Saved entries
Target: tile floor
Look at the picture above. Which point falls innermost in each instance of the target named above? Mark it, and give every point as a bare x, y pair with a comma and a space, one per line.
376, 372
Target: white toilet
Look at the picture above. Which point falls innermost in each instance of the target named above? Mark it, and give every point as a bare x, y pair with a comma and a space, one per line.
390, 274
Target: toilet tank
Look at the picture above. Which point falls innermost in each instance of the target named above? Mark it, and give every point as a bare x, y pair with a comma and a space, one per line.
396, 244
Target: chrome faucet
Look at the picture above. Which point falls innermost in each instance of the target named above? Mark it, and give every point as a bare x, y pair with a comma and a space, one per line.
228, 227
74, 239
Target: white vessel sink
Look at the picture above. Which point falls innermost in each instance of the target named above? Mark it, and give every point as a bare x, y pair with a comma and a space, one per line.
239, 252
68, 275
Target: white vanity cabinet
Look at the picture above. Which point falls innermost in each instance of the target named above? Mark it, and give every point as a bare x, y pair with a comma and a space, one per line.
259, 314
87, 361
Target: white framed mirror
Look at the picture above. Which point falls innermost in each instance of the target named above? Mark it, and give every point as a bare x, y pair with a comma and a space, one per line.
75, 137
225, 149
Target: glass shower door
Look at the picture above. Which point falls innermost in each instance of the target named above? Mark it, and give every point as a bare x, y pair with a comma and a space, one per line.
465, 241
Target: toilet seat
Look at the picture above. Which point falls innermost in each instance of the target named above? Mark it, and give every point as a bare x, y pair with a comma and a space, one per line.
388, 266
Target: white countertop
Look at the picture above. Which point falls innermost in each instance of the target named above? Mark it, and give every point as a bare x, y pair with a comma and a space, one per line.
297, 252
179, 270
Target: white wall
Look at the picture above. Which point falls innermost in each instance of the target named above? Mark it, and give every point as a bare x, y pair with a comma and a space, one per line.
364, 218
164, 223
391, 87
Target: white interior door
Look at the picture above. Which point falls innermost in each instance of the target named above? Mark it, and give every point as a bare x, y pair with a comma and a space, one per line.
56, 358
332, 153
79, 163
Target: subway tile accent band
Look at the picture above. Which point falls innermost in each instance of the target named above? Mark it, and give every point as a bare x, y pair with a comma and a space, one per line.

Task statement
Go through the entries and copy each line holding the string "white".

Exercise output
Target: white toilet
Target: white vessel sink
Target: white vanity cabinet
Target: white framed mirror
Target: white countertop
Target: white wall
Target: white interior door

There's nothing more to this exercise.